**WHAT IS BEING ASKED:** Starting with the line that holds "[spot] the dark maroon", copy out each remaining line of the listing below, up to and including the last one, and include nothing else.

**INFORMATION PROVIDED:**
• • • • •
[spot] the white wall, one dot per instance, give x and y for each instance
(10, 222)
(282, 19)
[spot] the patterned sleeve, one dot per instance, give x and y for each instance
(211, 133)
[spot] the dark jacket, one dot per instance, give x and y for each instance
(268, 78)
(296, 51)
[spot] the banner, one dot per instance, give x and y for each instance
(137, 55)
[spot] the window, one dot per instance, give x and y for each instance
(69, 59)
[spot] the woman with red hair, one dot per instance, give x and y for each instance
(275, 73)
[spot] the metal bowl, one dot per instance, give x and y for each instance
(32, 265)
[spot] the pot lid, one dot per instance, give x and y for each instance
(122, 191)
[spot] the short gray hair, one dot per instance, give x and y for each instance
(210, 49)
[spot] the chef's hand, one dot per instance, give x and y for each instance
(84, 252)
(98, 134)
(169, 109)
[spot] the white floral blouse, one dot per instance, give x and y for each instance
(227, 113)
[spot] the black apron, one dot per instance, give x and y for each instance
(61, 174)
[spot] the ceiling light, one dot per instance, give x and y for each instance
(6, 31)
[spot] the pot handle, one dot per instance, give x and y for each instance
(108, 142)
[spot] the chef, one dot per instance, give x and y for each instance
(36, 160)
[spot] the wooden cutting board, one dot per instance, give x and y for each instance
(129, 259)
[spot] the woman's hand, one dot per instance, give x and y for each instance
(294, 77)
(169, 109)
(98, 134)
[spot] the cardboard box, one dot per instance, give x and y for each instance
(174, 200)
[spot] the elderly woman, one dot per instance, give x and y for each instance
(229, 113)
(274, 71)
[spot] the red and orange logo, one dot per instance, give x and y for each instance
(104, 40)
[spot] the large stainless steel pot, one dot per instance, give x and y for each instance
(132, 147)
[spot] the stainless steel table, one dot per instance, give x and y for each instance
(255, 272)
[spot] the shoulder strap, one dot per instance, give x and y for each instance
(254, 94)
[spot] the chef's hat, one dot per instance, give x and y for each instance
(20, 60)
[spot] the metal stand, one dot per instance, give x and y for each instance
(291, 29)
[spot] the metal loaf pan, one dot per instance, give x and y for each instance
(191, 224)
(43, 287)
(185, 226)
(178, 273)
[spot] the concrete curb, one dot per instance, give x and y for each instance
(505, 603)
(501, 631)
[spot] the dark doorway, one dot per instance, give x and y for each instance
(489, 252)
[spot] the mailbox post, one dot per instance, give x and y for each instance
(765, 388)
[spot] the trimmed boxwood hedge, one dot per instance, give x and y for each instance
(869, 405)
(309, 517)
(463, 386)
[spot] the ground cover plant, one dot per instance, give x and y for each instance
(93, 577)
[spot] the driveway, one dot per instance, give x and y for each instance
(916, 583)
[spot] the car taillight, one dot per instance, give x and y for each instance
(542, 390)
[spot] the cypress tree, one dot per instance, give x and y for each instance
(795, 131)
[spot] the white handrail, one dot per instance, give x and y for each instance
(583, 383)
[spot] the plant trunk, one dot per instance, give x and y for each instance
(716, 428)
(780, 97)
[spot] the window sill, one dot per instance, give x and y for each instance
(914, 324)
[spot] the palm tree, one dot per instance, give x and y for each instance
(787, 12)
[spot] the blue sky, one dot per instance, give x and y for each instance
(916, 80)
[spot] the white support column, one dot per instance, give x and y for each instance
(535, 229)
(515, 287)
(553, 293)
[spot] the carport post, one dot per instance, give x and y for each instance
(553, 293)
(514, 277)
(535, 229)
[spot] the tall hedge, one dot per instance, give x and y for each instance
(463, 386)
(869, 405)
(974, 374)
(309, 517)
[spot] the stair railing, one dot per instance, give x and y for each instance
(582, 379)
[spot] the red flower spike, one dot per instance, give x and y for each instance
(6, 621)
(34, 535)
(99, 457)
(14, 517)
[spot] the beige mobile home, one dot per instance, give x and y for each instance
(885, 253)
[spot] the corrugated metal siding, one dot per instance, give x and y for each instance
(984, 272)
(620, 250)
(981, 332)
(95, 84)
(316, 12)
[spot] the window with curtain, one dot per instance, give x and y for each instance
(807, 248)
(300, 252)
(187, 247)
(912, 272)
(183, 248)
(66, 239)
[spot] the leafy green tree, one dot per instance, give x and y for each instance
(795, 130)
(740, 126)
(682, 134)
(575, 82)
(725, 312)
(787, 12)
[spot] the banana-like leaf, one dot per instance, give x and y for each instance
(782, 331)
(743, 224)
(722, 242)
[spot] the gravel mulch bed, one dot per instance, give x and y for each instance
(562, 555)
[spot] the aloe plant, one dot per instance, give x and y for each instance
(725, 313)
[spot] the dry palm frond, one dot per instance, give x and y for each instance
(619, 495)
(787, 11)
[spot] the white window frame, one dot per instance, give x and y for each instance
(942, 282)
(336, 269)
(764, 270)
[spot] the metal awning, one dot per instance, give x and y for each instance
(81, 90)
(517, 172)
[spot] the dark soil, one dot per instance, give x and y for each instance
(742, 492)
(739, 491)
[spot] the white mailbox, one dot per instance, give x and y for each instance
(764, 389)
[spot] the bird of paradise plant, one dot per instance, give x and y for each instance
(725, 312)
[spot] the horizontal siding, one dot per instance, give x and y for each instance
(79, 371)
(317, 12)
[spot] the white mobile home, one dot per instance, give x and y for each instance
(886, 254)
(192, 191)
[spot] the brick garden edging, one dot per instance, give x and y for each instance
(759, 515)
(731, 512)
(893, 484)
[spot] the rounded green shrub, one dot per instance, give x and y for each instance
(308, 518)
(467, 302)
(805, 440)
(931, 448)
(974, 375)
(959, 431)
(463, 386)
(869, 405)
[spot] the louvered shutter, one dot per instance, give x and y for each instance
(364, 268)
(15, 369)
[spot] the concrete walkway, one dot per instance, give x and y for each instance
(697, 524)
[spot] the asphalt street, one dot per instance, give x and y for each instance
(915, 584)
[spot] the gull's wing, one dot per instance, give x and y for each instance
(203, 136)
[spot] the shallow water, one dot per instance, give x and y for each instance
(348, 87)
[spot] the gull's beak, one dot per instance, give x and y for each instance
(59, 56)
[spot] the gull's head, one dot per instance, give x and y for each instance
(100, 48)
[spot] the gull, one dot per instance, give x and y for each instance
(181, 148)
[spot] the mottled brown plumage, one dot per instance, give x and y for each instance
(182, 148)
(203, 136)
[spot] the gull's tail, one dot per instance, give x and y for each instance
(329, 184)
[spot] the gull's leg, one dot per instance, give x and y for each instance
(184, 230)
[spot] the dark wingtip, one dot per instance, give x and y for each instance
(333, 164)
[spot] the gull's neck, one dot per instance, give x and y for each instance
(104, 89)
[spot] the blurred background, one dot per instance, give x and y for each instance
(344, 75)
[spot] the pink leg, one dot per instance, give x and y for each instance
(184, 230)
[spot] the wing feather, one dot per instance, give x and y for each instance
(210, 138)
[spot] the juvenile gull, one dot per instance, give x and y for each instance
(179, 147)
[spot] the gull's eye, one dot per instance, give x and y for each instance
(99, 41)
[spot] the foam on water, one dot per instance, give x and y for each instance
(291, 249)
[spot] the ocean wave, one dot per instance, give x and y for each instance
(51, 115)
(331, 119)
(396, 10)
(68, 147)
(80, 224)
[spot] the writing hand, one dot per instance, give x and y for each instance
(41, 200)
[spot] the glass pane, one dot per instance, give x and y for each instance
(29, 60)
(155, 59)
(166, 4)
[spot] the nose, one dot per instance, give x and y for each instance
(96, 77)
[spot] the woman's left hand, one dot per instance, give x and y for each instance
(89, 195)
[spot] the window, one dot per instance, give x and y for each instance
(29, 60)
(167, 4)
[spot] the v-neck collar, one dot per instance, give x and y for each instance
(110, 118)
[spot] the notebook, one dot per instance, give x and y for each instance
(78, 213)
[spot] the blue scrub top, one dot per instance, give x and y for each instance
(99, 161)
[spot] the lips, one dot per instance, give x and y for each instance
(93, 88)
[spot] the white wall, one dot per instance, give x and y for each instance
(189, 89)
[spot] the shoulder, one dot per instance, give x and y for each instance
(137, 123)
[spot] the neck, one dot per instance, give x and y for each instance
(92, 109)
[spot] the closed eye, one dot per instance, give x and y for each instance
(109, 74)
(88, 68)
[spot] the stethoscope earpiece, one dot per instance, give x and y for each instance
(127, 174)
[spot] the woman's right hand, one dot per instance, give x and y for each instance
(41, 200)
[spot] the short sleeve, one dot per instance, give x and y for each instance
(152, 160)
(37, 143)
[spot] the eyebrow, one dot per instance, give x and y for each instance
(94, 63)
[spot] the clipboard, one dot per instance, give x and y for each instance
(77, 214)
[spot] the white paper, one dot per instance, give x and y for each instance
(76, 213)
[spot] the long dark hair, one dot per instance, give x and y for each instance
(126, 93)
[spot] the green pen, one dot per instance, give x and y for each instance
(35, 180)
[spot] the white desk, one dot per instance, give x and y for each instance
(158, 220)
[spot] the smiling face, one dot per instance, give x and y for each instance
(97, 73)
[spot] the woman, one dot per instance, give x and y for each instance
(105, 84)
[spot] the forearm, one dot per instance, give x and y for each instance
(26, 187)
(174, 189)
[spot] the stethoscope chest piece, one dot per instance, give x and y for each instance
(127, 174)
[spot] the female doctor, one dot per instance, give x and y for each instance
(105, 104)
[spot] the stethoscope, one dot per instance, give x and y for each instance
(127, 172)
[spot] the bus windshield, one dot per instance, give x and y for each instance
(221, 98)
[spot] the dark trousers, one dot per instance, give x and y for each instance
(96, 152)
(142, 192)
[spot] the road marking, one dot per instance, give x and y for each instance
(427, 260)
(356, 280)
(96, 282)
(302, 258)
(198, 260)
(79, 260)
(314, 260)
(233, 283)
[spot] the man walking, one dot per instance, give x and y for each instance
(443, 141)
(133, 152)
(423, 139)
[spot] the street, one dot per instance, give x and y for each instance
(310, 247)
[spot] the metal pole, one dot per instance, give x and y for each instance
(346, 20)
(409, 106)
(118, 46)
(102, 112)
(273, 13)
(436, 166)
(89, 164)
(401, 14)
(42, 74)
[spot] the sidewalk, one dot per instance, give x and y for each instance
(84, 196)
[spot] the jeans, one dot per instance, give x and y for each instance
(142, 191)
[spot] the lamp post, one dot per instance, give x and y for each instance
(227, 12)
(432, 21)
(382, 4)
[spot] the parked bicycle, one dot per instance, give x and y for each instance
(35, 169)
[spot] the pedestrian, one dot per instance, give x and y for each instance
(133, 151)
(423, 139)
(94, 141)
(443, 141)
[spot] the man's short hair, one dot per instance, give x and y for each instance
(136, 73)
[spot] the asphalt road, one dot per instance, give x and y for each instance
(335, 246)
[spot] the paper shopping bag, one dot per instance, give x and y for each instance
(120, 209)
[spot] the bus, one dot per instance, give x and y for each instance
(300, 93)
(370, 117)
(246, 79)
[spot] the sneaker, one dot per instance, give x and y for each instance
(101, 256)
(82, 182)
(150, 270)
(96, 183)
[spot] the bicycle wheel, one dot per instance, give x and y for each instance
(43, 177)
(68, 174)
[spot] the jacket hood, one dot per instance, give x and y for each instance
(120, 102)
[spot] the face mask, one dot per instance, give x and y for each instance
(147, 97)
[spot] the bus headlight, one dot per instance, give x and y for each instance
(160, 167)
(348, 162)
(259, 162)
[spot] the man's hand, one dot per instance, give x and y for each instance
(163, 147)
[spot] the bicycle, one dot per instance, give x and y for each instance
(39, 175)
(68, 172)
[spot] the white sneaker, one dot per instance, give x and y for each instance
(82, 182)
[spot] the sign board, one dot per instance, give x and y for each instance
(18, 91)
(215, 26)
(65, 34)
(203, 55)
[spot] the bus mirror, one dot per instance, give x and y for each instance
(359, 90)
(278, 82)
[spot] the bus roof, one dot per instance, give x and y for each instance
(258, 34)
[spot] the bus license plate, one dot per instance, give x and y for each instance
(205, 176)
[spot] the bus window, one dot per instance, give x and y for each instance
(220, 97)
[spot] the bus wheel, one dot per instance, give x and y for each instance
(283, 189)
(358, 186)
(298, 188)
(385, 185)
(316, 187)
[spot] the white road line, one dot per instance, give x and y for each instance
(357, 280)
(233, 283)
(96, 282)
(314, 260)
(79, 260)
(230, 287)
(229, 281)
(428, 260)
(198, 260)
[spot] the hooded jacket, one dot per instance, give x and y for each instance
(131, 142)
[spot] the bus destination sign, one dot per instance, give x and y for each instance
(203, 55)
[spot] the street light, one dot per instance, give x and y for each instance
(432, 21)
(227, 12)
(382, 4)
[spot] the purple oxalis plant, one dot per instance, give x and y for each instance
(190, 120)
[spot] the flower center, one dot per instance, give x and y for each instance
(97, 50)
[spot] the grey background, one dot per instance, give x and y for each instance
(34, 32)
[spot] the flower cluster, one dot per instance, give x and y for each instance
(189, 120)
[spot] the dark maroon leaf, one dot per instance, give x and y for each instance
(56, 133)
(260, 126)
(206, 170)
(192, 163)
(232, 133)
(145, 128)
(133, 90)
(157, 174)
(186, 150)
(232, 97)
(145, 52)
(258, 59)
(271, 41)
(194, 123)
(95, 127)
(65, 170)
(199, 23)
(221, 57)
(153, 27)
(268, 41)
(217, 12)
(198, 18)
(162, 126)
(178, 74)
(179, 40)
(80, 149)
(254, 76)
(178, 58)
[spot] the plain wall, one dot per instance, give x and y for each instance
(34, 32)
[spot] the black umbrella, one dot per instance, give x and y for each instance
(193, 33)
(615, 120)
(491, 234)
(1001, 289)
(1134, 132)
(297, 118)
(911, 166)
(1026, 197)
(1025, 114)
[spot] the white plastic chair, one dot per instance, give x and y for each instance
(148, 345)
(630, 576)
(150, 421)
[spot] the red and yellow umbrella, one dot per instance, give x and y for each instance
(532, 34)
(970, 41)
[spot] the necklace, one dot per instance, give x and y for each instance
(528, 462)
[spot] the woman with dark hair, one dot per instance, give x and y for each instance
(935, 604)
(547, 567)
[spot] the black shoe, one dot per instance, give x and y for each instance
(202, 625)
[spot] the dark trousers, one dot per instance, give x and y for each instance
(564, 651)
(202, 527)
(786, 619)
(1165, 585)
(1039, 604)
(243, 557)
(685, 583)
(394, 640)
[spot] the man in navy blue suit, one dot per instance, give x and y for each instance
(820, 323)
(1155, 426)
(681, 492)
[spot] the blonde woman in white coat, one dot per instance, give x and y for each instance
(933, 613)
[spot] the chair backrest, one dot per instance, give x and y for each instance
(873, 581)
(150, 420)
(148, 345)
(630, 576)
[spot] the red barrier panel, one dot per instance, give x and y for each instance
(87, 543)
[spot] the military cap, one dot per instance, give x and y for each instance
• • • • •
**RESPONSE BELOW:**
[spot] the dark maroon leaf, one dot per instance, give x and y for each instance
(56, 133)
(260, 126)
(206, 170)
(192, 163)
(232, 133)
(145, 128)
(133, 90)
(157, 174)
(186, 150)
(232, 97)
(145, 52)
(258, 59)
(271, 41)
(194, 123)
(95, 127)
(65, 170)
(199, 23)
(221, 57)
(153, 27)
(268, 41)
(217, 12)
(198, 18)
(162, 126)
(178, 74)
(179, 40)
(80, 149)
(254, 76)
(178, 58)
[spot] the plain wall, one dot per instance, give x and y for each instance
(34, 32)
[spot] the black umbrella, one dot per instance, give x and y for each instance
(193, 33)
(615, 120)
(491, 234)
(1001, 289)
(1134, 132)
(297, 118)
(911, 166)
(1026, 197)
(1025, 114)
[spot] the white plastic chair, one dot per instance, give x and y for each instance
(148, 345)
(630, 576)
(150, 421)
[spot] the red and yellow umbrella, one dot per instance, give x and y for each instance
(532, 34)
(970, 41)
[spot] the necklace, one dot per instance, give x and y for each instance
(528, 462)
[spot] the woman with dark hair, one dot per instance, give x and y for each instance
(935, 604)
(547, 567)
[spot] the black shoe, one dot per instance, give x and y for each instance
(202, 625)
[spot] the dark trousers, one dot per instance, give x and y for each instance
(564, 651)
(202, 527)
(786, 619)
(1165, 585)
(1039, 604)
(243, 557)
(685, 583)
(394, 640)
[spot] the man in navy blue suit, one dot per instance, give x and y for each instance
(820, 323)
(1155, 426)
(681, 492)
[spot] the blonde woman in white coat, one dot per instance, give x and y for each instance
(933, 613)
[spot] the chair backrest, one dot per instance, give x and y for each instance
(873, 581)
(150, 420)
(148, 345)
(630, 576)
[spot] the red barrier panel, one dot per instance, give x and y for each instance
(87, 543)
[spot] the military cap, one dot per instance, give x and y for each instance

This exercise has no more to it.